Stated goal:
Leaving out the pictures, retype all the material exactly.

* * *

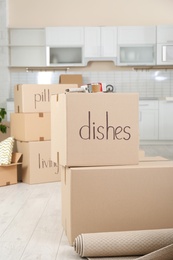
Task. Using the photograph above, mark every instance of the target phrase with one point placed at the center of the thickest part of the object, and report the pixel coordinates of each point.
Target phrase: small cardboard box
(94, 129)
(36, 97)
(71, 79)
(30, 126)
(37, 166)
(117, 198)
(8, 173)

* * *

The result:
Task. Using the photograph above, mark every instance of the target phrase with one point placed at the center of the thickest part of the object, and report the pixel coordinates of each point.
Target phrase: small cardboard box
(94, 129)
(36, 97)
(71, 79)
(30, 126)
(37, 166)
(117, 198)
(8, 173)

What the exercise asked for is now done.